Objective: Give back, word for word, the part of the data that runs from the line containing "Task: confirm every instance of the forest floor" through the line containing "[[181, 180]]", including both of those lines.

Material provided:
=======

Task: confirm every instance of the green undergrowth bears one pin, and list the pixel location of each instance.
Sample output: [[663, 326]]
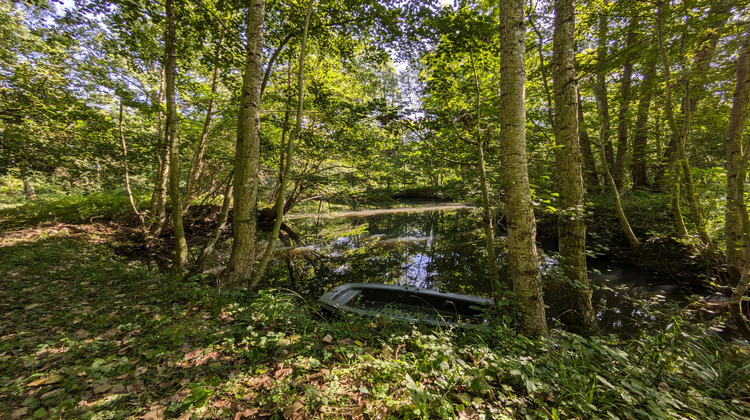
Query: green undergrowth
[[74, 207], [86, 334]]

=======

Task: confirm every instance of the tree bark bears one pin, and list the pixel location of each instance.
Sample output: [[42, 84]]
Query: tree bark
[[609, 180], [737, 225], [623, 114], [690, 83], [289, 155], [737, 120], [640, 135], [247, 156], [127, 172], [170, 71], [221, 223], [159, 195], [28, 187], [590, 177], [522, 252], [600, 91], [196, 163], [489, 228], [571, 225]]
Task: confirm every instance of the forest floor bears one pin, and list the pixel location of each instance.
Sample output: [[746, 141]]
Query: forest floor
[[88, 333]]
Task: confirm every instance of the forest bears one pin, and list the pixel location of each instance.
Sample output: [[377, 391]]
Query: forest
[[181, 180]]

=======

Exercise result:
Task: confirm every instance of the forest floor bears one pin, and list the pixel location of each instance.
Sample output: [[746, 141]]
Query: forest floor
[[88, 333]]
Task: confirm every instance of the forest bears one pin, and list the pixel location of each instance.
Sample output: [[377, 391]]
Query: forest
[[181, 180]]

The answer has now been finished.